[begin Information shown]

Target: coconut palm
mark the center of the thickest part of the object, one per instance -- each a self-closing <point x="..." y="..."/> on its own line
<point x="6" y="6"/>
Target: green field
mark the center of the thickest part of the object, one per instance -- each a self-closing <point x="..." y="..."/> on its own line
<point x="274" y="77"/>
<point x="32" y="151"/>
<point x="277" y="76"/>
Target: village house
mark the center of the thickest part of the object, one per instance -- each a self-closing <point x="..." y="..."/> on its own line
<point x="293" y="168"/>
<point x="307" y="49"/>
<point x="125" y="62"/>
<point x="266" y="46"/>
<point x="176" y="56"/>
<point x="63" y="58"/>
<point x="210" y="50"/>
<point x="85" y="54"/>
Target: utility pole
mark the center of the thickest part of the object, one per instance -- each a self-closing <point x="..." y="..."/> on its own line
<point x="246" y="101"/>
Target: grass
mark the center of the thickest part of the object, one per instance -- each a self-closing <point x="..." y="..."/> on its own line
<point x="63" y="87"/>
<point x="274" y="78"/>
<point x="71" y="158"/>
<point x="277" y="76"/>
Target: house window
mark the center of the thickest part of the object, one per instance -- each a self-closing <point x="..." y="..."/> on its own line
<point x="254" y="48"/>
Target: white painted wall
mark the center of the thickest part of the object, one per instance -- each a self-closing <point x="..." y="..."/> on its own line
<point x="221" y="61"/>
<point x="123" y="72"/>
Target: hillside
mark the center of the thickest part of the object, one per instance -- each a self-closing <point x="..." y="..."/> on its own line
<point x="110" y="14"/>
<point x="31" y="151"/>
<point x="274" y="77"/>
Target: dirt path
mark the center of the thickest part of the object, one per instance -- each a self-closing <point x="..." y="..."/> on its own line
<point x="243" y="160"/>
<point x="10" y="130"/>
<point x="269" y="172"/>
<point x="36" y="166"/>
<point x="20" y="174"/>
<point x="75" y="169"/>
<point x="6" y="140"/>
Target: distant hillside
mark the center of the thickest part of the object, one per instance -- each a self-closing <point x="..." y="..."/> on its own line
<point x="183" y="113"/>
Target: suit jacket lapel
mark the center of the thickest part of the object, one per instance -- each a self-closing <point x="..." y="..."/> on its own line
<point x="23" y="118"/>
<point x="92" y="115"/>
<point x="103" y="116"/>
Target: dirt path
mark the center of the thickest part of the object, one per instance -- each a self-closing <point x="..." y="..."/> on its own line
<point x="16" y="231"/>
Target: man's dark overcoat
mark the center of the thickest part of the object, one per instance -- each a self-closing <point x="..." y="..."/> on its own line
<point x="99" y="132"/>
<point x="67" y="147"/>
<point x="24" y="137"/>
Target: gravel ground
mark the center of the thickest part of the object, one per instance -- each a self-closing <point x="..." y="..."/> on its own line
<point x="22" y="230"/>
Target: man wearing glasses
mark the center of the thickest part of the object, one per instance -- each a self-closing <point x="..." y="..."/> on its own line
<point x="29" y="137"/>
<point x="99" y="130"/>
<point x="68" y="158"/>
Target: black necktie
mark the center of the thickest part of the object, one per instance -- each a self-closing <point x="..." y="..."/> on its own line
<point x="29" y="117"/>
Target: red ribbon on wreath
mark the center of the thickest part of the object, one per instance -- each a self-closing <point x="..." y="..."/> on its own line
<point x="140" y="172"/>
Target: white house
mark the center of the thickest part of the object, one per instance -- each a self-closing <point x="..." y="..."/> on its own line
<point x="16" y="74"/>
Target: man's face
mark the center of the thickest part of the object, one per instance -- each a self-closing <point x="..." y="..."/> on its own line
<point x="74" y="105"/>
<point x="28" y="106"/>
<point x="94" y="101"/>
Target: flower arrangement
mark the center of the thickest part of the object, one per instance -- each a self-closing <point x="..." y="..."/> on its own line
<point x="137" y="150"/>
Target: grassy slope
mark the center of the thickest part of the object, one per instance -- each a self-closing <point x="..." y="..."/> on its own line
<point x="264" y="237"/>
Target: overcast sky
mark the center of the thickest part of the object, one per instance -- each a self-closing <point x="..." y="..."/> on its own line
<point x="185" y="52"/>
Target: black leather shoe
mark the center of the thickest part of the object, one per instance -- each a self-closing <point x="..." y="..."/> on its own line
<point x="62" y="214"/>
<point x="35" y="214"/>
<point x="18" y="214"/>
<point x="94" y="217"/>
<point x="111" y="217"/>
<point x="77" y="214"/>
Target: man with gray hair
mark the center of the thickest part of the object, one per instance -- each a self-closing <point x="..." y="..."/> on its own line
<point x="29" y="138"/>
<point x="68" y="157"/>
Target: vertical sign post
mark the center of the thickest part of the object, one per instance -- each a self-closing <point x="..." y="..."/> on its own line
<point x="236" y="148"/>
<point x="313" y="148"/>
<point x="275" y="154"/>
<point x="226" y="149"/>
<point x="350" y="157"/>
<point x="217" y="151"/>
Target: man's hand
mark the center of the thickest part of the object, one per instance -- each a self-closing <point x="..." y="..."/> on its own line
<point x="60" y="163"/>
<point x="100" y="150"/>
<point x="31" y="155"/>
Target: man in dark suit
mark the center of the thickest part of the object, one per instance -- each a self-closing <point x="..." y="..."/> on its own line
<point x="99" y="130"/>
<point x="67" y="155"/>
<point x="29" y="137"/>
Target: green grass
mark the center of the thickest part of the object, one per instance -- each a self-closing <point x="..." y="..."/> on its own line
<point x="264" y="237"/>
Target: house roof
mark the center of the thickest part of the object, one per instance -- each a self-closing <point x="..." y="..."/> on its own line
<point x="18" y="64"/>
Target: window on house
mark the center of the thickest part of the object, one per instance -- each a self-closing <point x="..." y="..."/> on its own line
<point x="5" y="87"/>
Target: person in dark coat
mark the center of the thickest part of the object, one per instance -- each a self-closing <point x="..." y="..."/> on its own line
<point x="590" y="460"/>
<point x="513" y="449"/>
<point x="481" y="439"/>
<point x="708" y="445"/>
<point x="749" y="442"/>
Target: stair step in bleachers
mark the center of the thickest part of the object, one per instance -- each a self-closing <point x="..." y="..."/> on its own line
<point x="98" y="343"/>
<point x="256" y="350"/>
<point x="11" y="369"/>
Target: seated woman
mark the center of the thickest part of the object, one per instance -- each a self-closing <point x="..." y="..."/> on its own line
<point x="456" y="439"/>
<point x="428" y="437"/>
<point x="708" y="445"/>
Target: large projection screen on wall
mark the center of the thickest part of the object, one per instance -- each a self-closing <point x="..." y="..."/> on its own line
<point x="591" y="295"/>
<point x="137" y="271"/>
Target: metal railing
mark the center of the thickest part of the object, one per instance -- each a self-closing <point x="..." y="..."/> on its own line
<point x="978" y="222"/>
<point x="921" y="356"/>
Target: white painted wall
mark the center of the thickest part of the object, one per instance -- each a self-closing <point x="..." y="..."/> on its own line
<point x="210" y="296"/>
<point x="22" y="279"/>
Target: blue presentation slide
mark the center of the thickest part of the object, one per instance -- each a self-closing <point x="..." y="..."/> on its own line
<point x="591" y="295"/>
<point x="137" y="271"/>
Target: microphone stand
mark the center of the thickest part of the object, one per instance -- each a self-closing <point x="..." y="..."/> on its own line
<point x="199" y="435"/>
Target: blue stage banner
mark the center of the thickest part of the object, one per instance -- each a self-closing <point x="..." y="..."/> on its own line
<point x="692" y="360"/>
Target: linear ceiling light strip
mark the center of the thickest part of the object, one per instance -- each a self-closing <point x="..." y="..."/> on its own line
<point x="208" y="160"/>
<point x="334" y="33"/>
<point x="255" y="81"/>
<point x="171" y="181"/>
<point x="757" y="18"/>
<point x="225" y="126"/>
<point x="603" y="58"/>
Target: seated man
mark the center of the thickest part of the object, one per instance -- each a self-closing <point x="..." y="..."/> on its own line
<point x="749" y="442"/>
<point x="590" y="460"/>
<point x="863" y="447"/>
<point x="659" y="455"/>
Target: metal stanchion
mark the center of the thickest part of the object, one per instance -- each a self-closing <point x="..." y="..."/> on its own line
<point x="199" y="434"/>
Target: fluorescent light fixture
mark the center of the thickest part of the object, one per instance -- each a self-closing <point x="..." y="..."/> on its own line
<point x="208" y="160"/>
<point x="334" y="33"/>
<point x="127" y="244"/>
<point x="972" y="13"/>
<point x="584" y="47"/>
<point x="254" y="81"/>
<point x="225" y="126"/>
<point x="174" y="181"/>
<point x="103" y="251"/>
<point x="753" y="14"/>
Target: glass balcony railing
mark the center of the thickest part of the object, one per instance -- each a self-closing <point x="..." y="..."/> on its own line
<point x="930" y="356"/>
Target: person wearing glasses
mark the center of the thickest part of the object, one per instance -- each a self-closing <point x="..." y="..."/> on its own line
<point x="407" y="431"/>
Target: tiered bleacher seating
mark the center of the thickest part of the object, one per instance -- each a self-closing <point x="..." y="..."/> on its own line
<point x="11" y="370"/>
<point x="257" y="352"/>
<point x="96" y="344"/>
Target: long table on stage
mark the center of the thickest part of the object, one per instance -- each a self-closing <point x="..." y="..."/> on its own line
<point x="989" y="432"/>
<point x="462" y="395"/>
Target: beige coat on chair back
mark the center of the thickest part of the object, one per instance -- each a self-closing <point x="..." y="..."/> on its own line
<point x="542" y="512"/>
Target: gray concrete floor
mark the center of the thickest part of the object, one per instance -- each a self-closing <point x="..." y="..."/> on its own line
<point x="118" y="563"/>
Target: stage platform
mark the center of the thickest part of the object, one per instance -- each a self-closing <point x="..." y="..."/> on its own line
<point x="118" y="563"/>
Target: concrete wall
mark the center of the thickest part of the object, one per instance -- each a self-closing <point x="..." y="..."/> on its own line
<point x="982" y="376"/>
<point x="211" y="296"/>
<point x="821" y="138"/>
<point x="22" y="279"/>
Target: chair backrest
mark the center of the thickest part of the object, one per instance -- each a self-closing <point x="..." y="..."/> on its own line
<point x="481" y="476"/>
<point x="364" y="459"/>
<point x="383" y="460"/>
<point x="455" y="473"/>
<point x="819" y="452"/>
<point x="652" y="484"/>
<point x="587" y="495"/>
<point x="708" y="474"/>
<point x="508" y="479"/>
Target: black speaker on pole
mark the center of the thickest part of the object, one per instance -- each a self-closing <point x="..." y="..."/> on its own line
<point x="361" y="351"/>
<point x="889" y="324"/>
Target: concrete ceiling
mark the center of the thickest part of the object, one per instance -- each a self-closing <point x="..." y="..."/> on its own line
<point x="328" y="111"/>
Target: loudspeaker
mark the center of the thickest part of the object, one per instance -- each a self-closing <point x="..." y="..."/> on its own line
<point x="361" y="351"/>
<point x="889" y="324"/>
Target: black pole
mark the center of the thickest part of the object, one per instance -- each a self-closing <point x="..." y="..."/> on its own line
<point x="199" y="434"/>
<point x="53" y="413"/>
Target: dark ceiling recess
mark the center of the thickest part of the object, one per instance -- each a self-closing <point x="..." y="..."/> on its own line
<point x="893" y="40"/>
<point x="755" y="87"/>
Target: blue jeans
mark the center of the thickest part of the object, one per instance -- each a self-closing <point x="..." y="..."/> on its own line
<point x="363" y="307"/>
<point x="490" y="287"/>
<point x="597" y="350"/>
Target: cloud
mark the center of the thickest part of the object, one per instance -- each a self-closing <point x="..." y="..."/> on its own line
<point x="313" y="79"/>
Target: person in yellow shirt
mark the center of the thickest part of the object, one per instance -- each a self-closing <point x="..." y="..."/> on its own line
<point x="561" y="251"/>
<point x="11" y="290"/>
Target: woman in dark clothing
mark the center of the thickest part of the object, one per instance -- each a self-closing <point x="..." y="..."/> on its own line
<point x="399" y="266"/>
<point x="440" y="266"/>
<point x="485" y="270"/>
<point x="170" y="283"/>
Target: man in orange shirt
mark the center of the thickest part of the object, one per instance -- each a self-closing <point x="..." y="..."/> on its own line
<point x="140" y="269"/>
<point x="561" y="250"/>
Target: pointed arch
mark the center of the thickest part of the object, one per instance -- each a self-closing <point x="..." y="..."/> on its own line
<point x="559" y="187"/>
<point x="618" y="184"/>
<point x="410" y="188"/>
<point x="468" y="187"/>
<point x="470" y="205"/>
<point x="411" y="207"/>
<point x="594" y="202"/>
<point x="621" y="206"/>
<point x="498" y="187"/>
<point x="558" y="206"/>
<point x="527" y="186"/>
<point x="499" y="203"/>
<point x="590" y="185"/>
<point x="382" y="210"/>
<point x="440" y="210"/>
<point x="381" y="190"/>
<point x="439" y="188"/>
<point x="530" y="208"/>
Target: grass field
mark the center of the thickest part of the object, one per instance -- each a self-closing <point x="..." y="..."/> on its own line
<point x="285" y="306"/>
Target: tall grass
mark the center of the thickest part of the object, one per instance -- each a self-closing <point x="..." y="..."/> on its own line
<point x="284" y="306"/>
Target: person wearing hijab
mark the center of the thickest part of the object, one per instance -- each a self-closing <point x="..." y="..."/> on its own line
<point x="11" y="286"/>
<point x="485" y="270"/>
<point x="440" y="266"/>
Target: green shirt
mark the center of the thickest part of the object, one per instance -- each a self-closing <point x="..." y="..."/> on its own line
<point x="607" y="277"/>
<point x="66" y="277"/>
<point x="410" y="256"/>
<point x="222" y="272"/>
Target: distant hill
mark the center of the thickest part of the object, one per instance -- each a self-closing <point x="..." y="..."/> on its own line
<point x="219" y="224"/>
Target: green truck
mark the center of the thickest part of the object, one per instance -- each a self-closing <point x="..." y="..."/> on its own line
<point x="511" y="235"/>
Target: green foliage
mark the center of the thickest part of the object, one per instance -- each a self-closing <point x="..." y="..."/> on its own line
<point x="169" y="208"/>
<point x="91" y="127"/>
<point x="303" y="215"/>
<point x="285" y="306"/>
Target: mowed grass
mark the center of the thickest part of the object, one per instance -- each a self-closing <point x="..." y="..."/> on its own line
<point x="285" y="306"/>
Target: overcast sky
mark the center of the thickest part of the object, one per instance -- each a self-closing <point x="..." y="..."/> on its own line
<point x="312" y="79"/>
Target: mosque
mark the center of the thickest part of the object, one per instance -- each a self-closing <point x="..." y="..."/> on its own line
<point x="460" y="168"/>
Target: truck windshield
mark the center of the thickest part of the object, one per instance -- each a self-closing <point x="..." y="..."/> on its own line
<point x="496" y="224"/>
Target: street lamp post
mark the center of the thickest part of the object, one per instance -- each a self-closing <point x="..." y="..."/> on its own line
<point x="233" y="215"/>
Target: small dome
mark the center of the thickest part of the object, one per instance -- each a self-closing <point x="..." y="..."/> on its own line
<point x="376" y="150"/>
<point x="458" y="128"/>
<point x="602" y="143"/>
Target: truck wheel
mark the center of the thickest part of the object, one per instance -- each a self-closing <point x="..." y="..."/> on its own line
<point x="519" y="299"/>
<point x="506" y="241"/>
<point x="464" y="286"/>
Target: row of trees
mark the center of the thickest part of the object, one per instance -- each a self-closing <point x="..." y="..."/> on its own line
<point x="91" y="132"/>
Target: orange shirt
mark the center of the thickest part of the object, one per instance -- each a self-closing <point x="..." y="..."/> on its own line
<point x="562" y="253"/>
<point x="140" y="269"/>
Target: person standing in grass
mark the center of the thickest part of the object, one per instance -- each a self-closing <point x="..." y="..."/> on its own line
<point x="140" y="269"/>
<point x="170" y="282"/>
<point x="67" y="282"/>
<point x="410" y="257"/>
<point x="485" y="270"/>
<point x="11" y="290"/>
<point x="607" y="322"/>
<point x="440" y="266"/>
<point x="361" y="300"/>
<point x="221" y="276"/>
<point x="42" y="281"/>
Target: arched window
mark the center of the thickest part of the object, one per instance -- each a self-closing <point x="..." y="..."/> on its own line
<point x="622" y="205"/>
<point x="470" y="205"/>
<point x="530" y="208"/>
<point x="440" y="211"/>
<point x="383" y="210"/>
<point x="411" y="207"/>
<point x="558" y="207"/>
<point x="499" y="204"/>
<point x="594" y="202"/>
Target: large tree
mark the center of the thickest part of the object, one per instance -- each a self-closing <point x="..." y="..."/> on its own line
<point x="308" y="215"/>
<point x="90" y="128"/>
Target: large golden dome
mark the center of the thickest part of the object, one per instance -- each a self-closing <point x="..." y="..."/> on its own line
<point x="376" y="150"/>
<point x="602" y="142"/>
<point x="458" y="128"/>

[end Information shown]

▶ [Required work]:
Lines from the one containing "Target: arched window" through the final line are to be given again verbatim, with nothing before or after.

▶ [Written answer]:
Target: arched window
mark the center of the thickest part of the object, one per instance -- each a self-closing <point x="..." y="..."/> on its own line
<point x="622" y="205"/>
<point x="470" y="205"/>
<point x="530" y="208"/>
<point x="440" y="211"/>
<point x="383" y="210"/>
<point x="411" y="207"/>
<point x="558" y="207"/>
<point x="499" y="204"/>
<point x="594" y="202"/>
Target: large tree
mark the center of the thickest part of the object, one per instance -- each a self-closing <point x="..." y="..."/> on its own line
<point x="308" y="215"/>
<point x="90" y="128"/>
Target: large golden dome
mark the center of the thickest part of the object, one per instance -- each a self-closing <point x="..." y="..."/> on its own line
<point x="376" y="150"/>
<point x="602" y="142"/>
<point x="458" y="128"/>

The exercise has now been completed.